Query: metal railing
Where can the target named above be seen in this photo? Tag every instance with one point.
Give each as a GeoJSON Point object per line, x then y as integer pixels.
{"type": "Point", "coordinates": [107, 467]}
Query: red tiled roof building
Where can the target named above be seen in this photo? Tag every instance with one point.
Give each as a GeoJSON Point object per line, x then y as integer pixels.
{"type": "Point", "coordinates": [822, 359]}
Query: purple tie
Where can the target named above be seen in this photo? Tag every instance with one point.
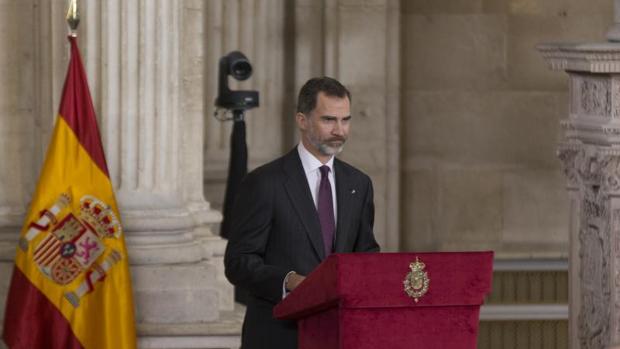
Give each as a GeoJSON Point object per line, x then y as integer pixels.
{"type": "Point", "coordinates": [326, 210]}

-=-=-

INSTRUCTION » Reproduce verbatim the rows from the line containing "Query: red tiled roof building" through the end of the rows, omitting the pictures.

WORKED ANSWER »
Query: red tiled roof building
Where can the target named above be seen in this photo? Tag every instance with one point.
Give each as a GeoJSON Point object per line, x then y as integer pixels.
{"type": "Point", "coordinates": [822, 359]}
Query: purple tie
Where can the target named above be seen in this photo? Tag every instance with one point.
Give each as a GeoJSON Point object per line, x then y as integer pixels.
{"type": "Point", "coordinates": [326, 210]}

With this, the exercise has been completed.